--- Supplied material ---

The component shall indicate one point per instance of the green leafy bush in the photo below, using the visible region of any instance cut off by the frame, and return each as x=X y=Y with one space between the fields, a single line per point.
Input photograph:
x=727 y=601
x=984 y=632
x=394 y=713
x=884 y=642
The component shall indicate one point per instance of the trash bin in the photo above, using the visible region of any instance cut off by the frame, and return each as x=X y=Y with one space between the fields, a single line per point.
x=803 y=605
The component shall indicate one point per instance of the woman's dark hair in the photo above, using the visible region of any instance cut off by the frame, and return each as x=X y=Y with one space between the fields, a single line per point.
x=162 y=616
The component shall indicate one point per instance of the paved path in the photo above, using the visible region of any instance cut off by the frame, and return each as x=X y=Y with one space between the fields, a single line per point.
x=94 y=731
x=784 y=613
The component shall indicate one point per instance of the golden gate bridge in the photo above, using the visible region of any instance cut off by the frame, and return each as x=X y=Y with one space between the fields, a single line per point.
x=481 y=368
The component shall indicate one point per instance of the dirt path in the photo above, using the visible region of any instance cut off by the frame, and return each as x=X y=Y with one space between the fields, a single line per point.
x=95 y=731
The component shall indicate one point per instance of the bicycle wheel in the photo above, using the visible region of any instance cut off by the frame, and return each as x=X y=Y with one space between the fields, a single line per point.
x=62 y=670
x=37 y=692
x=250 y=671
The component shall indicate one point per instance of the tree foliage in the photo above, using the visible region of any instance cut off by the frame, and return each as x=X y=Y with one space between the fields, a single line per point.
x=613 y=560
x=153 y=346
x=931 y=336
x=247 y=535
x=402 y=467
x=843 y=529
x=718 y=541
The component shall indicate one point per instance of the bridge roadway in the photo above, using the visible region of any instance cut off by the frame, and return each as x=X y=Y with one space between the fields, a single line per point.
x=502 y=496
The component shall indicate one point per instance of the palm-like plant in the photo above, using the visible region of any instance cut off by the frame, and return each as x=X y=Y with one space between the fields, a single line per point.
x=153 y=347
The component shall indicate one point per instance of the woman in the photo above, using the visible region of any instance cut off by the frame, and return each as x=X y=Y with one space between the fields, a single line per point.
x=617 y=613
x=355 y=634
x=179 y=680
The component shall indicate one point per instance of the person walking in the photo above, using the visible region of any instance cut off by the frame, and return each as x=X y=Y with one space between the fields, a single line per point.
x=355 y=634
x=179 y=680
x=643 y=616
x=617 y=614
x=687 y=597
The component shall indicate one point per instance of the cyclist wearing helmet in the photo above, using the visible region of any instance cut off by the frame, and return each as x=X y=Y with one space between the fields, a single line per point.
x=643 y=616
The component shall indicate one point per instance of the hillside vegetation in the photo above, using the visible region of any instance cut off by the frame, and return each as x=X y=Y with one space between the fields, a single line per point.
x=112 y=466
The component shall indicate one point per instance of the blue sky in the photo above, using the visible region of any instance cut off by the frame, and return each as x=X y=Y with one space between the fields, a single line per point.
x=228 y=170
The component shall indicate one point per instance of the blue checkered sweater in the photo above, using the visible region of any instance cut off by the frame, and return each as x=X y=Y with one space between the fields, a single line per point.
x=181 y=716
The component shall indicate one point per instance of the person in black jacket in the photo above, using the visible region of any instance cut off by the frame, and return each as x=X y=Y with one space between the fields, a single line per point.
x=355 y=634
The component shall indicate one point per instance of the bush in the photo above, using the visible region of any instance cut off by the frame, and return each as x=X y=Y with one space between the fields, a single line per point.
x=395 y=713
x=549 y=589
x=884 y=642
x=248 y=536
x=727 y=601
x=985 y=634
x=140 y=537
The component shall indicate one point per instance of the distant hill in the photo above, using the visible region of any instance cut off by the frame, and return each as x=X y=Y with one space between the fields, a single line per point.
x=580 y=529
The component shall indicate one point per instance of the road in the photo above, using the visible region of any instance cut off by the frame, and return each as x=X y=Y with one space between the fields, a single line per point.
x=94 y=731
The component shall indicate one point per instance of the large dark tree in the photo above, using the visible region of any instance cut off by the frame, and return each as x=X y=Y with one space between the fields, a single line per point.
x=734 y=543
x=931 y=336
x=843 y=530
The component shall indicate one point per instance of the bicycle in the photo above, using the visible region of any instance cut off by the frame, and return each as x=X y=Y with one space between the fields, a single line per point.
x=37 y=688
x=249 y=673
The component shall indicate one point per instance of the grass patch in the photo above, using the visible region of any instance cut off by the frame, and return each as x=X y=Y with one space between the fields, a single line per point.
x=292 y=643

---

● The task
Your task is to retype all the records above with nothing left out.

● Finished answer
The component shall indicate one point per instance of the green leafy bush in the photo below, using the visible region of any instance cut off by the frame, and return each as x=X y=Y with one space between the fields, a single line per point.
Input photograph:
x=727 y=601
x=984 y=632
x=394 y=713
x=884 y=642
The component shall indicate one point per instance of the trash bin in the photo above, using the visible region of any instance cut off by the frame, and return each as x=X y=Y with one space between the fields, a single line per point.
x=803 y=605
The component shall indicate one point per instance of the woman's dark hair in the photo above, using the visible region of any instance cut off by the frame, and return each as x=X y=Y with one space between the fields, a single line per point.
x=162 y=616
The component shall indicate one point per instance of the paved path in the photo above, using the visible region of any instance cut off by the frame, and return each as x=X y=Y with one space between the fields, a single line per point.
x=94 y=731
x=784 y=613
The component shall indicate one point per instance of the golden gate bridge in the photo above, using the visible region of any instance cut off by the frame, and return each as x=X y=Y with one space between the fields, a single line per point.
x=481 y=368
The component shall indicate one point per instance of the dirt path in the photo above, using the visible region of any instance cut off by the frame, and return each as x=X y=Y with one space between the fields, a single line per point.
x=95 y=731
The component shall indicate one point per instance of the bicycle wheel in the photo above, using the visible region of any instance cut off by the frame, and return each as x=X y=Y with one space between the fields, a single line per point.
x=62 y=670
x=37 y=692
x=250 y=671
The component shall indicate one point per instance of the tree foliage in the photo above, using the visible region of any instance cut off by the frame, and return each as x=X y=Y with one space between the fields, a single line per point.
x=613 y=560
x=153 y=346
x=931 y=336
x=247 y=535
x=402 y=467
x=843 y=529
x=718 y=541
The component shall indicate one point per instance of the bridge roadway in the photo above, using the visible region of any instance cut off by the frame, and return each as x=X y=Y with one space between the fields, a single line per point.
x=502 y=496
The component shall indicate one point per instance of the palm-like plant in the photo above, using the visible region of any instance cut off by the frame, and return each as x=X y=Y with one space between the fields, a single line per point.
x=153 y=347
The component shall indicate one point per instance of the woman in the photo above, using the visible region of any instance cut off by the frame, and return each as x=X y=Y with one space between the fields, a single line per point.
x=617 y=613
x=355 y=634
x=179 y=680
The component shall indicate one point per instance of the person walking in the photo above, using the visible region of any instance cut off by the frame, and return each as x=X y=Y with one space between the fields, a single line per point.
x=355 y=634
x=179 y=680
x=643 y=616
x=617 y=614
x=687 y=597
The component shall indicate one point per instance of the cyclist wearing helmet in the photo above, using the visible region of any instance cut off by the frame, and return each as x=X y=Y with one space between the fields, a single line per point.
x=643 y=616
The component shall indicate one point per instance of the hillside vegetation in the photo above, using the visible region of any instance cut off by the frame, and return each as x=X y=Y with one space between the fields, a single line per point.
x=112 y=466
The component shall indicate one point per instance of the blue sky in the photo above, using the visible region of any instance cut off by the frame, and return each as x=X y=Y with one space between the fields, a single line per point.
x=228 y=170
The component shall indicate one point per instance of the blue checkered sweater in the photo above, using the visible region of any instance cut off by the frame, and return each as x=X y=Y with one space between the fields, a single line per point.
x=181 y=716
The component shall indicate one point per instance of the person in black jacket in the photo above, using the visible region of any instance cut off by the frame, and return each as x=X y=Y with one space between the fields, a single line per point.
x=355 y=634
The component shall indicate one point per instance of the bush in the photo above, using the visible region of any instance cut off by the frame, and return each as x=X y=Y with one space between the fields, a single line per point.
x=395 y=713
x=549 y=589
x=884 y=642
x=248 y=536
x=727 y=601
x=985 y=634
x=140 y=537
The component shall indicate one point per instance of the distant hill in the photo above, using the visible region of any instance cut off by the frame, and return each as x=X y=Y with one space between the fields, a single line per point.
x=580 y=529
The component shall indicate one point per instance of the road in the photo above, using the visible region of any instance cut off by the frame, and return each as x=X y=Y with one space between the fields, a single line per point.
x=94 y=731
The component shall indicate one point per instance of the large dark tree in the photo above, using the visible region of any instance cut off by the frame, and return each as x=X y=Y with one space between the fields, a single line per point.
x=734 y=543
x=931 y=336
x=843 y=530
The component shall indicate one point per instance of the bicycle in the photo above, using the visible region of any instance cut off by the frame, and return each as x=X y=Y with one space between the fields, a single line per point.
x=37 y=688
x=249 y=673
The component shall indicate one point per instance of the grass patch in the photo above, using the visible region of any instance cut off by the frame, and return each as x=X y=Y with one space between the fields, a single line per point.
x=292 y=643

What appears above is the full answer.